[Stored items]

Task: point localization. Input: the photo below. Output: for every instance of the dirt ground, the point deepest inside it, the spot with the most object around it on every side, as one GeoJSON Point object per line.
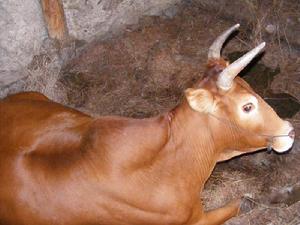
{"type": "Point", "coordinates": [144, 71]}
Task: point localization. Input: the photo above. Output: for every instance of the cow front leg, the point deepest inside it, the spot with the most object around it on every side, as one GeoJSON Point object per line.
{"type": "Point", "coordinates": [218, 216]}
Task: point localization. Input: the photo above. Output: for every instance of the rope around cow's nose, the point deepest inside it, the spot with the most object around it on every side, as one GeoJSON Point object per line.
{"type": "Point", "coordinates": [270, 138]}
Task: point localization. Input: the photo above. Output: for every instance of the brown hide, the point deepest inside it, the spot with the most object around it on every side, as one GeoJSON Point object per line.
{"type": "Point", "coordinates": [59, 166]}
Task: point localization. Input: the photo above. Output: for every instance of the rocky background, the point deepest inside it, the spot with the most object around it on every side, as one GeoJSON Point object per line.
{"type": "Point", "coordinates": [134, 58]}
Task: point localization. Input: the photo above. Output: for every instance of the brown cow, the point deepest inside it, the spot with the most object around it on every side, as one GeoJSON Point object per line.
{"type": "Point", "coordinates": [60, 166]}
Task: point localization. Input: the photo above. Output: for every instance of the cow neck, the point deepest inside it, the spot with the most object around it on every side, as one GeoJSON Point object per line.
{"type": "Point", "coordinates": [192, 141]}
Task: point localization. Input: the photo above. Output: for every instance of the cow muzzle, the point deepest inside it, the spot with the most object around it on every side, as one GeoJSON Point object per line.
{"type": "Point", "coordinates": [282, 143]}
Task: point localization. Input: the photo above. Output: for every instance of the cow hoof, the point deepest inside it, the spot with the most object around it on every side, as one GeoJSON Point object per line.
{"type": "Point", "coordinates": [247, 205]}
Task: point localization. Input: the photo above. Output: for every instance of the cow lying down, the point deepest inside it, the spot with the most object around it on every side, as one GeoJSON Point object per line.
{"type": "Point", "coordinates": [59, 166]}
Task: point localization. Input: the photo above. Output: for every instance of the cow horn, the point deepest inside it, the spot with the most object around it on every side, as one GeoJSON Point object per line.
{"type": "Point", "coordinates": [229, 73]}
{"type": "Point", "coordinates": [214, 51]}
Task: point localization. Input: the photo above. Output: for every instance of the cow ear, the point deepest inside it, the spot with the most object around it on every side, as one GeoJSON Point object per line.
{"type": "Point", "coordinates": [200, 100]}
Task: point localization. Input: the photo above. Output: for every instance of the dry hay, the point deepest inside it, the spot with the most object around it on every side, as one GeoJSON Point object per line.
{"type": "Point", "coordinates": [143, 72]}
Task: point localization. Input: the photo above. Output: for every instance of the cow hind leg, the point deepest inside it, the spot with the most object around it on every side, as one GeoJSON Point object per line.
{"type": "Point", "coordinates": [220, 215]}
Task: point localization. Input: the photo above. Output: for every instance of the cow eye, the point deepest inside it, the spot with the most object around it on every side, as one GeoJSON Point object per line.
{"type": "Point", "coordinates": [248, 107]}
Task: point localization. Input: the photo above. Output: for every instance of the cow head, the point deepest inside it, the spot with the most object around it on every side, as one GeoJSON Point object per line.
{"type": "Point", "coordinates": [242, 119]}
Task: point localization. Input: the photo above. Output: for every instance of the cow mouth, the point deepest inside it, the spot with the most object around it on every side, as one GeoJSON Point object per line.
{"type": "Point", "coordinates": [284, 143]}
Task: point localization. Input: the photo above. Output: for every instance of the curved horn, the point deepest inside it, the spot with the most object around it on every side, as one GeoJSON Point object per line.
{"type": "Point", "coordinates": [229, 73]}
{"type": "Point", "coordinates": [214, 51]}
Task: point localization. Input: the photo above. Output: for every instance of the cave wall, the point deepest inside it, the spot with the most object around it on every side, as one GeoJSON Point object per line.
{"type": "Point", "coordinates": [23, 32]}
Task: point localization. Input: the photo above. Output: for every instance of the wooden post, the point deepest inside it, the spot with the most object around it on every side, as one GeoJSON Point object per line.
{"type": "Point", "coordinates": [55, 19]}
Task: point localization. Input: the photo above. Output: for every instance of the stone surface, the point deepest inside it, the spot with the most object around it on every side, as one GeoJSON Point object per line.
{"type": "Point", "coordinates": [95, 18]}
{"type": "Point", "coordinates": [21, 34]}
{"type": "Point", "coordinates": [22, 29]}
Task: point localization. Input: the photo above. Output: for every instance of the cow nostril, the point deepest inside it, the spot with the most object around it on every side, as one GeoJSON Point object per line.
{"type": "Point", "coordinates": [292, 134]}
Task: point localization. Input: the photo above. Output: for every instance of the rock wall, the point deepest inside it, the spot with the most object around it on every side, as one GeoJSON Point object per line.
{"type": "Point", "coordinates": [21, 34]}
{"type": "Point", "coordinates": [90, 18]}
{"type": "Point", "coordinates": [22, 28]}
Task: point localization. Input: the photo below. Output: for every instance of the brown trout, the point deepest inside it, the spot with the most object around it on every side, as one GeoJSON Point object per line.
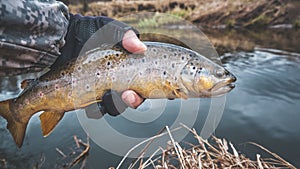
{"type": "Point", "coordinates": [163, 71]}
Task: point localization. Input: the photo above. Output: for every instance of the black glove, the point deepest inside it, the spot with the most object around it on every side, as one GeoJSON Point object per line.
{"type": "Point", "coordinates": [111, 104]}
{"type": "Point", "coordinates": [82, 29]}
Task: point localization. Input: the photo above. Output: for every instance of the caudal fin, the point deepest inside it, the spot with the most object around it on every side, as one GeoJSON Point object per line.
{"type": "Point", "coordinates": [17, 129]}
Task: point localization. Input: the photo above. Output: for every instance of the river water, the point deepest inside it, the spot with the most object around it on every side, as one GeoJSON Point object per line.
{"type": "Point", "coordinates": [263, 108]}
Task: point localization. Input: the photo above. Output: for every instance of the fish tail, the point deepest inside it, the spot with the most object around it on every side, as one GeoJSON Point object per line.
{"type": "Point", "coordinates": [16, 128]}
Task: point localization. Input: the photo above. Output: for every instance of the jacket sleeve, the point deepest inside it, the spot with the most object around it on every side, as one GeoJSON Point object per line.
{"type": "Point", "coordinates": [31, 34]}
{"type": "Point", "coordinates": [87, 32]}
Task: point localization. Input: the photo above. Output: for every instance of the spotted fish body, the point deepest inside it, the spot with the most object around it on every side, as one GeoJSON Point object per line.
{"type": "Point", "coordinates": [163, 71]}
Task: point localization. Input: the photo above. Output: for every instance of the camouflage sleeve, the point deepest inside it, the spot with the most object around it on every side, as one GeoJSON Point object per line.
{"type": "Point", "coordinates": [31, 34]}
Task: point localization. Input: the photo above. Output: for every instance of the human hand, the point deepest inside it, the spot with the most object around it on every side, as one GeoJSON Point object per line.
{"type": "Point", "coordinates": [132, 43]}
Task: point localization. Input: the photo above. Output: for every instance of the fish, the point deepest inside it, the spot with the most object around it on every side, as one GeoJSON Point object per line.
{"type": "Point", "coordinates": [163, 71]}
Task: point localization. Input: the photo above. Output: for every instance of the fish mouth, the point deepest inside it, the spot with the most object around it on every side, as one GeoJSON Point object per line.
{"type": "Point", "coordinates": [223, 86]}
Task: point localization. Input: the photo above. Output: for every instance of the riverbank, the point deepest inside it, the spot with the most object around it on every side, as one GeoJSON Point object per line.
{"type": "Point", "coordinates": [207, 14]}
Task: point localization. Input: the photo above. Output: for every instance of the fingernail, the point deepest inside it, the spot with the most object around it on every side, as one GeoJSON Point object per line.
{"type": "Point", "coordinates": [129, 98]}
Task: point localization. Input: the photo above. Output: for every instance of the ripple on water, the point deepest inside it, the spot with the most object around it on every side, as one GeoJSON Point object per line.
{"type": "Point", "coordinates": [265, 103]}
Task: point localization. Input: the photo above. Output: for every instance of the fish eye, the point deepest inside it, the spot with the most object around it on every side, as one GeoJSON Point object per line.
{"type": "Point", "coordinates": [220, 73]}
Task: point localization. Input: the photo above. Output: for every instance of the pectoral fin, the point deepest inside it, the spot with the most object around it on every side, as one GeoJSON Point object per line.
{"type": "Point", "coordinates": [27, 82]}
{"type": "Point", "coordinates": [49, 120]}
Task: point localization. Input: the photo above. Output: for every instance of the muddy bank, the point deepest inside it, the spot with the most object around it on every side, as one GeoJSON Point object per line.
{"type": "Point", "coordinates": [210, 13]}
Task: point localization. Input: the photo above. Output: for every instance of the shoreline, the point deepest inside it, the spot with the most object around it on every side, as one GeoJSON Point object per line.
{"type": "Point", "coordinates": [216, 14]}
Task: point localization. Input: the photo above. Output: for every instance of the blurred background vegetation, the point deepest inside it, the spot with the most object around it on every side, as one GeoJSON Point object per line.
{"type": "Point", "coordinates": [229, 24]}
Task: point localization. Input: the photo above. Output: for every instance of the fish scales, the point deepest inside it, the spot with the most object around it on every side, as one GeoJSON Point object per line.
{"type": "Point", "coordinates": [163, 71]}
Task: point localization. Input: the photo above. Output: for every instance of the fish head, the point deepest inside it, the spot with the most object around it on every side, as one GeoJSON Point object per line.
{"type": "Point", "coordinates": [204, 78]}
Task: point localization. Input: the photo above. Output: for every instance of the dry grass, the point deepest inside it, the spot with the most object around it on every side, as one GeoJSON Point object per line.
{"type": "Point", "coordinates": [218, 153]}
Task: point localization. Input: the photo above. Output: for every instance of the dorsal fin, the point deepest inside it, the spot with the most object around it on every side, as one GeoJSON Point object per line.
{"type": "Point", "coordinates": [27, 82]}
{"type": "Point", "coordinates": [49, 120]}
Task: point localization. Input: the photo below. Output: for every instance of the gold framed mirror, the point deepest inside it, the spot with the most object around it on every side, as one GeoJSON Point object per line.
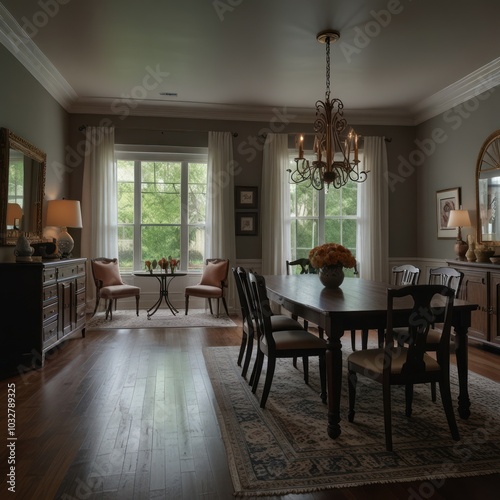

---

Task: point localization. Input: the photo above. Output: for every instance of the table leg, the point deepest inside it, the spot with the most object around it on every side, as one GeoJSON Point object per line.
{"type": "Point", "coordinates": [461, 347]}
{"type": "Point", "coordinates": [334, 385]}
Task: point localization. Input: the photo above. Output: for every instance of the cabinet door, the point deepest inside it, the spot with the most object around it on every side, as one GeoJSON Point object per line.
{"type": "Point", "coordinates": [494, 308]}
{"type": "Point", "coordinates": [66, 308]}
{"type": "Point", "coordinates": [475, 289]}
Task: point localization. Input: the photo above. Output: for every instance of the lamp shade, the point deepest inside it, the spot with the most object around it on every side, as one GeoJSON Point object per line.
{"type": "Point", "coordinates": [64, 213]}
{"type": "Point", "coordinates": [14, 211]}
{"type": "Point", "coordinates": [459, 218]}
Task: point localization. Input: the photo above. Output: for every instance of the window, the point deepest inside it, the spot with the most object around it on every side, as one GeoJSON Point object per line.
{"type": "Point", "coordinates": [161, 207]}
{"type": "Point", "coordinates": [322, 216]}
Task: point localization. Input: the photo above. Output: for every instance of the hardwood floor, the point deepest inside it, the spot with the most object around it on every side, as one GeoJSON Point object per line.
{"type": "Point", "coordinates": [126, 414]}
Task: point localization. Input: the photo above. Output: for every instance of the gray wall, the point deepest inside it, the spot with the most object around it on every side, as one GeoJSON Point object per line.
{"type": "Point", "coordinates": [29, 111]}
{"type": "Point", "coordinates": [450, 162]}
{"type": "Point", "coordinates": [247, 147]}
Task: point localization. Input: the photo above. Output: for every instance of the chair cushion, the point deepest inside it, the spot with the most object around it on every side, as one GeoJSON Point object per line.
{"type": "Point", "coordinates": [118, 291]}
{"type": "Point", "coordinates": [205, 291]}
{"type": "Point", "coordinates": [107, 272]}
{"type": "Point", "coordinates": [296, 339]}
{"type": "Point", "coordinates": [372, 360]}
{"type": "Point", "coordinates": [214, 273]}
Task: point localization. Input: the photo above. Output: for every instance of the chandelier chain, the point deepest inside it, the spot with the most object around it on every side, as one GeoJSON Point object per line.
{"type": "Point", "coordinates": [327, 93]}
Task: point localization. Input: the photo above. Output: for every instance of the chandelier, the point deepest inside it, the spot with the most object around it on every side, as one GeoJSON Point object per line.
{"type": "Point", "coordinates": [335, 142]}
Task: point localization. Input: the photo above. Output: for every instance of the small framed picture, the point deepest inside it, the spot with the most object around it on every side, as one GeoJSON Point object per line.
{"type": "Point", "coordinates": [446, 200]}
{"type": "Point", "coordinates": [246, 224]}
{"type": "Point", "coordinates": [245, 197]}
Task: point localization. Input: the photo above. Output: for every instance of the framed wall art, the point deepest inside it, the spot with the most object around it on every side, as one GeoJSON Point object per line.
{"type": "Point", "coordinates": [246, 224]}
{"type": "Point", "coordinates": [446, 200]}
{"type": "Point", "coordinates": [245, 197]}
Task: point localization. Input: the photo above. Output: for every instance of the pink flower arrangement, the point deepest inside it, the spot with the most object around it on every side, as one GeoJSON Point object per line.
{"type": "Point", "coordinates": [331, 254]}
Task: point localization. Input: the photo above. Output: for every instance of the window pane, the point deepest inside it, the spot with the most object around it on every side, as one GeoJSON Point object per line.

▶ Short exercise:
Please count the lines above that contain the word "fish", taking case into account, and give only that number.

▶ Written response:
7